:: Written task ::
Extract all of the data and reproduce it precisely.

:: Dataset rows ::
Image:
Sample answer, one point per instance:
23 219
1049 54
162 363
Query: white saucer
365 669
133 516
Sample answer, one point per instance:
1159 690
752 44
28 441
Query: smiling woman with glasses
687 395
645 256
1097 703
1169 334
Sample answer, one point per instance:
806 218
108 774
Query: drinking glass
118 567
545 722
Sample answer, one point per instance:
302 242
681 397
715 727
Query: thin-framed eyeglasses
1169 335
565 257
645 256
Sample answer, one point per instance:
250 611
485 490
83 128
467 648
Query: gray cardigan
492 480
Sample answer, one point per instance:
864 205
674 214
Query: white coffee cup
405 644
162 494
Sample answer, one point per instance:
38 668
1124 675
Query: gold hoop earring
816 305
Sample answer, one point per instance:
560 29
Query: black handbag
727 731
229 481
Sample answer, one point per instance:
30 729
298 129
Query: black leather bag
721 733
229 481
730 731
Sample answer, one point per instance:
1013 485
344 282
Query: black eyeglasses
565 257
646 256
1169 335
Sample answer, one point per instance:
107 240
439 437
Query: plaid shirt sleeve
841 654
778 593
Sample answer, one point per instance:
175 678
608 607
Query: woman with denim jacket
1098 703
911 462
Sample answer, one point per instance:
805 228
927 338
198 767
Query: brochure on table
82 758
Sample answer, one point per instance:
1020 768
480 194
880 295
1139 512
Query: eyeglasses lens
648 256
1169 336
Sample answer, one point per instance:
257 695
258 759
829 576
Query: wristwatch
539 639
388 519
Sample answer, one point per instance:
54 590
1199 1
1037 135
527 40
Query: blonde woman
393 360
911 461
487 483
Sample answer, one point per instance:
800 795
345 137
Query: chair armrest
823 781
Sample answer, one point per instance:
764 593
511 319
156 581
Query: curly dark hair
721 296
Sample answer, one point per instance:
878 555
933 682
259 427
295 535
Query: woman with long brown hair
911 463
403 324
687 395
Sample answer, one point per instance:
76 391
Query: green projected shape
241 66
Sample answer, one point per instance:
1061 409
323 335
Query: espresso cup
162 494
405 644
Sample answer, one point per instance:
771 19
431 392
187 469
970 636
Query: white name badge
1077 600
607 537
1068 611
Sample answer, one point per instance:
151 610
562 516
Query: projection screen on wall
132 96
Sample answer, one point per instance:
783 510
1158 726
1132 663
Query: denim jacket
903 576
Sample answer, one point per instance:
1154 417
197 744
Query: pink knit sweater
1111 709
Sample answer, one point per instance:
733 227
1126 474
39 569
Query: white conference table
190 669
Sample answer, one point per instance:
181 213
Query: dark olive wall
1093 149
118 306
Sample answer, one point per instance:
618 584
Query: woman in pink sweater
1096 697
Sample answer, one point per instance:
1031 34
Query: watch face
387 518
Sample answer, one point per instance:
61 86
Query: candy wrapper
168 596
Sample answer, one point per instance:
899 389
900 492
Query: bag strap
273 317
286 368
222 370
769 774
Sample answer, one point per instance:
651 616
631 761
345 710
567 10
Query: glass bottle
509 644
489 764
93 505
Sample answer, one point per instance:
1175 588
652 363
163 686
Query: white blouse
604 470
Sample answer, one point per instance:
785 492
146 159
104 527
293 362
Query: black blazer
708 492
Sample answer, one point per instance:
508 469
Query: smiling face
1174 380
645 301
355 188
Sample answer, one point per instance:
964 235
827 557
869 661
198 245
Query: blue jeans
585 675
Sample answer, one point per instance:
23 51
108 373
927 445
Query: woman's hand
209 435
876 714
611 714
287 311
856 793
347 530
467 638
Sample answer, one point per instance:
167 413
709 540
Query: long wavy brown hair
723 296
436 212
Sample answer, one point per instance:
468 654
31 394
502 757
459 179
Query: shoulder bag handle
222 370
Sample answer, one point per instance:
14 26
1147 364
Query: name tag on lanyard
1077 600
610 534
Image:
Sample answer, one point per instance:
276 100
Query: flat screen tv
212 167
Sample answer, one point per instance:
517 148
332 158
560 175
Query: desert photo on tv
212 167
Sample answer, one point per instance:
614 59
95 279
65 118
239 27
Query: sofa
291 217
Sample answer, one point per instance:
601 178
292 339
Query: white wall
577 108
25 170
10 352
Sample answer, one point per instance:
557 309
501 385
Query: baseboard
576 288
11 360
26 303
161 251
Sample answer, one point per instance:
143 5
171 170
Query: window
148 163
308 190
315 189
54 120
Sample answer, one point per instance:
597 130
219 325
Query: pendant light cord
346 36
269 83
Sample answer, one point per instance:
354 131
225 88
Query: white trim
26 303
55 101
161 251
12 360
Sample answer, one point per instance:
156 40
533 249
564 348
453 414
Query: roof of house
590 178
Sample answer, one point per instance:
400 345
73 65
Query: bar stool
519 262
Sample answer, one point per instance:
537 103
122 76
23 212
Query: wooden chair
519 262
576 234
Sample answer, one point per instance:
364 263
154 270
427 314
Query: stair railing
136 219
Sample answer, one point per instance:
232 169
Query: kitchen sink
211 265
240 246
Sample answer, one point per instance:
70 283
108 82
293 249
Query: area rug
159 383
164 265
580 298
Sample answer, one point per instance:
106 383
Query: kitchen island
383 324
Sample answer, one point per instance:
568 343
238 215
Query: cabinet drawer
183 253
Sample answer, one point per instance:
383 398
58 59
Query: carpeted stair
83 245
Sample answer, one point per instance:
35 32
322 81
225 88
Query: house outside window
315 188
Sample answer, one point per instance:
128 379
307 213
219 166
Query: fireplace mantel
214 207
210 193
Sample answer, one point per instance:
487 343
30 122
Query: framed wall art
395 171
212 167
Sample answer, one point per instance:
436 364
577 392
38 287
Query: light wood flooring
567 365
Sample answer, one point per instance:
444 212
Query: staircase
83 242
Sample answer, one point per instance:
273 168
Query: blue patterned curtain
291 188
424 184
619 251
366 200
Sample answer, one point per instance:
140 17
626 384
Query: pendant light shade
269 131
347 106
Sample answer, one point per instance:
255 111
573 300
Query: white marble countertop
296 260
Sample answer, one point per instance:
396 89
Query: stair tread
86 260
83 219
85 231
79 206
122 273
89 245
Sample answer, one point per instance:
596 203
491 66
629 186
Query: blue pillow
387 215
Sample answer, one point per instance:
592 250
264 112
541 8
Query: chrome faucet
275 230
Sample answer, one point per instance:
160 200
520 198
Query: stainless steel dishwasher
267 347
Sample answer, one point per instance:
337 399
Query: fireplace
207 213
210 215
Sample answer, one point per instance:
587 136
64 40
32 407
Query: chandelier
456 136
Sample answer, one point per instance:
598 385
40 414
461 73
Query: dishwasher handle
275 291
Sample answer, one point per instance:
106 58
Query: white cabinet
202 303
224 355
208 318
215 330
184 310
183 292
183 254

:: Solution for this problem ::
Image:
Sample answer, one point per instance:
23 219
1049 54
162 363
Query: white saucer
365 669
133 516
Sample answer, one point per instance:
1159 690
752 44
28 441
Query: smiling woman with glasses
687 395
645 256
1097 703
1169 334
Sample answer, one point per instance:
806 218
108 774
Query: drinking glass
118 567
545 722
Sample answer, one point per instance:
302 242
681 397
715 727
Query: thin-framed eyeglasses
1169 335
565 257
645 256
Sample answer, one point per instance:
250 611
485 490
83 128
467 648
Query: gray cardigan
492 480
Sample answer, one point per instance:
864 205
674 214
Query: white coffee cup
405 644
162 494
Sample answer, one point per instance:
38 668
1124 675
Query: gold hoop earring
816 305
Sample answer, one point per instance:
560 29
Query: black handbag
727 731
229 481
Sample answer, one point per instance:
30 729
298 129
Query: black leather bag
721 733
229 481
730 731
Sample answer, one point per instance:
1013 485
344 282
Query: black eyeglasses
565 257
646 256
1169 335
Sample answer, one point per instance:
107 240
439 437
Query: plaid shirt sleeve
841 654
778 593
Sample answer, one point per instance:
175 678
608 607
Query: woman with denim jacket
1098 703
911 462
Sample answer, one point per instance:
805 228
927 338
198 767
Query: brochure on table
82 758
Sample answer, one point per instance:
1020 768
480 194
880 295
1139 512
Query: eyeglasses lens
648 256
1169 336
Sample answer, one point per instance:
257 695
258 759
829 576
Query: wristwatch
539 639
388 519
Sample answer, one point per instance:
54 590
1199 1
1037 135
527 40
Query: blonde woman
393 360
911 461
487 483
Sample answer, one point per instance:
800 795
345 137
Query: chair armrest
823 781
Sample answer, one point per instance:
764 593
511 319
156 581
Query: curly dark hair
721 296
Sample answer, one point per instance:
878 555
933 682
259 427
295 535
Query: woman with long brown hair
911 463
403 324
687 395
Sample answer, one point per instance:
76 391
Query: green projected shape
241 66
Sample answer, one point per instance:
1061 409
323 335
Query: espresso cup
162 494
405 644
Sample answer, one point per instance:
771 19
431 392
187 469
970 636
Query: white name badge
1077 600
607 537
1068 611
Sample answer, one point per instance:
151 610
562 516
Query: projection screen on wall
132 96
Sample answer, one point per instance:
783 510
1158 726
1132 663
Query: denim jacket
903 576
Sample answer, one point per instance:
1154 417
197 744
Query: pink knit sweater
1111 709
Sample answer, one point per instance:
733 227
1126 474
39 569
Query: white conference table
190 669
Sample answer, one point per instance:
181 213
Query: dark olive wall
1093 149
118 306
Sample answer, one point per instance:
618 584
Query: woman in pink sweater
1096 697
Sample answer, one point per instance:
1031 34
Query: watch face
387 518
Sample answer, one point per instance:
61 86
Query: candy wrapper
168 596
Sample answer, one point per instance:
899 389
900 492
Query: bag strap
273 317
286 368
222 370
769 774
Sample answer, one point per instance:
651 616
631 761
345 710
567 10
Query: glass bottle
509 644
489 764
93 505
Sample answer, one point per instance:
1175 588
652 363
163 686
Query: white blouse
604 470
Sample answer, one point per instance:
785 492
146 159
104 527
293 362
Query: black blazer
708 492
Sample answer, one point per instance:
508 469
Query: smiling face
1174 380
645 301
355 188
Sample answer, one point per instance:
964 235
827 557
869 661
198 245
Query: blue jeans
585 675
Sample answer, one point per instance:
23 51
108 373
927 445
Query: woman's hand
209 435
876 714
611 714
287 311
856 793
347 530
467 638
Sample answer, one point per instance:
167 413
709 540
Query: long wavy brown hair
723 296
436 212
Sample answer, one point per instance:
468 654
31 394
502 757
459 179
Query: shoulder bag handle
222 370
Sample answer, one point per instance:
14 26
1147 364
Query: name tag on lanyard
1077 600
610 534
Image:
Sample answer, one point per instance:
276 100
Query: flat screen tv
212 167
Sample answer, one point per instance:
517 148
332 158
560 175
Query: desert photo on tv
212 167
Sample answer, one point per instance:
614 59
95 279
65 118
239 27
Query: sofa
291 217
Sample answer, one point per instance:
601 178
292 339
Query: white wall
577 108
25 170
10 352
Sample answer, one point per instance:
557 309
501 385
Query: baseboard
576 288
11 360
26 303
161 251
Sample answer, one point per instance:
143 5
171 170
Query: window
148 163
308 190
315 189
54 120
Sample answer, one point per instance:
597 130
219 325
Query: pendant light cord
346 36
269 83
Sample answer, one point per instance:
354 131
225 88
Query: white trim
26 303
55 101
161 251
12 360
Sample answer, one point per instance:
156 40
533 249
564 348
453 414
Query: roof of house
590 178
Sample answer, one point per instance:
400 345
73 65
Query: bar stool
519 262
Sample answer, one point per instance:
537 103
122 76
23 212
Query: wooden chair
519 262
576 234
Sample answer, one point per instance:
364 263
154 270
427 314
Query: stair railing
136 219
Sample answer, one point per instance:
232 169
Query: kitchen sink
211 265
240 246
Sample answer, one point per instance:
70 283
108 82
293 249
Query: area rug
159 383
164 265
580 298
Sample answer, one point per instance:
106 383
Query: kitchen island
383 324
Sample answer, one point per instance:
568 343
238 215
Query: cabinet drawer
183 253
Sample answer, one point per instance:
383 398
58 59
Query: carpeted stair
83 245
Sample answer, one point per instance:
35 32
322 81
225 88
Query: house outside window
315 188
Sample answer, one point per instance:
128 379
307 213
219 166
Query: fireplace mantel
214 207
210 193
Sample answer, one point per instance:
487 343
30 122
Query: framed wall art
395 171
212 167
Sample answer, one point per instance:
436 364
577 392
38 287
Query: light wood flooring
567 365
Sample answer, one point per instance:
444 212
Query: staircase
83 242
Sample answer, one point per instance:
273 168
Query: blue patterned curtain
291 188
424 184
619 251
366 200
Sample answer, one point per instance:
140 17
626 384
Query: pendant light shade
269 131
347 106
Sample answer, one point per instance:
255 111
573 300
Query: white marble countertop
296 260
Sample answer, one point per instance:
396 89
Query: stair tread
86 260
83 219
85 231
79 206
122 273
89 245
Sample answer, one point per instance:
596 203
491 66
629 186
Query: blue pillow
387 215
Sample answer, one point per instance:
592 250
264 112
541 8
Query: chrome faucet
275 230
Sample answer, one point per instance:
160 200
520 198
Query: stainless steel dishwasher
267 347
Sample answer, one point per instance:
337 399
Query: fireplace
207 213
210 215
Sample answer, one point per instance:
587 136
64 40
32 407
Query: chandelier
456 136
Sample answer, one point per instance:
598 385
40 414
461 73
Query: dishwasher handle
275 291
Sample answer, one point per instance:
106 58
Query: white cabinet
202 303
224 355
208 318
215 330
184 310
183 292
183 254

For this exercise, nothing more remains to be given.